* What is needed: Using the forum thread below, explain in one to three sentences why the reply recommends allocating the page with mmap rather than taking it from the heap.

* Quoted text:
···

问题
I've been trying to use mprotect
against reading first, and then writing.
Is here my code
#include <sys/types.h>
#include <sys/mman.h>
#include <stdio.h>
#include <stdlib.h>
#include <unistd.h>
int main(void)
{
int pagesize = sysconf(_SC_PAGE_SIZE);
int *a;
if (posix_memalign((void**)&a, pagesize, sizeof(int)) != 0)
perror("memalign");
*a = 42;
if (mprotect(a, pagesize, PROT_WRITE) == -1) /* Resp. PROT_READ */
perror("mprotect");
printf("a = %d\n", *a);
*a = 24;
printf("a = %d\n", *a);
free (a);
return 0;
}
Under Linux here are the results:
Here is the output for PROT_WRITE
:
$ ./main
a = 42
a = 24
and for PROT_READ
$ ./main
a = 42
Segmentation fault
Under Mac OS X 10.7:
Here is the output for PROT_WRITE
:
$ ./main
a = 42
a = 24
and for PROT_READ
$ ./main
[1] 2878 bus error ./main
So far, I understand that OSX / Linux behavior might be different, but I don't understand why PROT_WRITE
does not crash the program when reading the value with printf
.
Can someone explain this part?
回答1:
There are two things that you are observing:
mprotect
was not designed to be used with heap pages. Linux and OS X have slightly different handling of the heap (remember that OS X uses the Mach VM). OS X does not like it's heap pages to be tampered with.You can get identical behaviour on both OSes if you allocate your page via
mmap
a = mmap(NULL, pagesize, PROT_READ | PROT_WRITE, MAP_ANON | MAP_PRIVATE, -1, 0); if (a == MAP_FAILED) perror("mmap");
This is a restriction of your MMU (x86 in my case). The MMU in x86 does not support writable, but not readable pages. Thus setting
mprotect(a, pagesize, PROT_WRITE)

···

* Records provided:
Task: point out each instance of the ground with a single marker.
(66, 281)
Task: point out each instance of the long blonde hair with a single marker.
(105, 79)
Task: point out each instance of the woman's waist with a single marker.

···

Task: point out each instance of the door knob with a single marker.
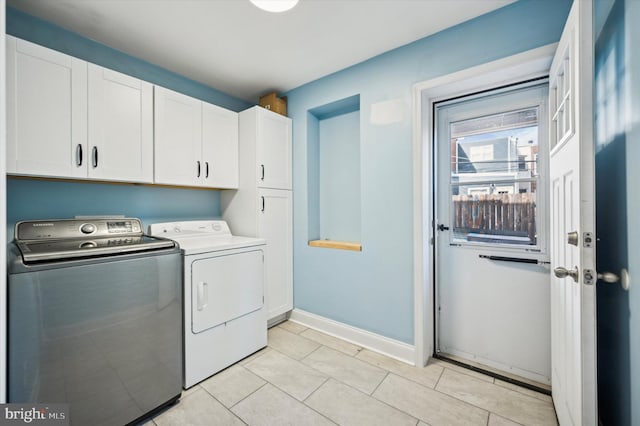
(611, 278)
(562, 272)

···

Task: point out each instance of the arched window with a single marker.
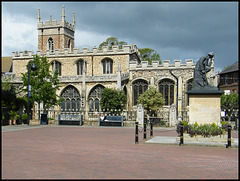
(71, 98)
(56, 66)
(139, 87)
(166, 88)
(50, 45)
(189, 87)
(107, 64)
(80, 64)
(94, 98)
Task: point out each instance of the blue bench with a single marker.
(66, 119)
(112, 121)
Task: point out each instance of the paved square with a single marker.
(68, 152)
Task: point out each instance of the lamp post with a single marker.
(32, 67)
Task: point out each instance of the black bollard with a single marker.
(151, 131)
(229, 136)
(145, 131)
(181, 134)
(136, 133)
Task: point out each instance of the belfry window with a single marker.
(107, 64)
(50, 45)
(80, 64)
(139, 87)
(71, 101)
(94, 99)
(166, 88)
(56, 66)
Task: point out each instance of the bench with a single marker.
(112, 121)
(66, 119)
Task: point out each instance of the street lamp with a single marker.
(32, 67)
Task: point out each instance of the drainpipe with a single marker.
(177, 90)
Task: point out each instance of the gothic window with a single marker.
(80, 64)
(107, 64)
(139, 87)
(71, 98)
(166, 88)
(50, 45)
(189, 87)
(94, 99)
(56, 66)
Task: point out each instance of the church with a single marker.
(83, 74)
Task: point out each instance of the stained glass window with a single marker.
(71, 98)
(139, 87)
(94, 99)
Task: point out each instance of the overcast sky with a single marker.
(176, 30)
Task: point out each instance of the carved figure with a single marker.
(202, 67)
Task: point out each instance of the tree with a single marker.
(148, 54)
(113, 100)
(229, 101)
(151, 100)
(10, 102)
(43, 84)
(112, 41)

···

* Solved exercise: The reply says mprotect was not designed to be used with heap pages, and Linux and OS X handle the heap slightly differently, with OS X not liking its heap pages to be tampered with. Allocating the page via mmap gives identical behavior on both systems.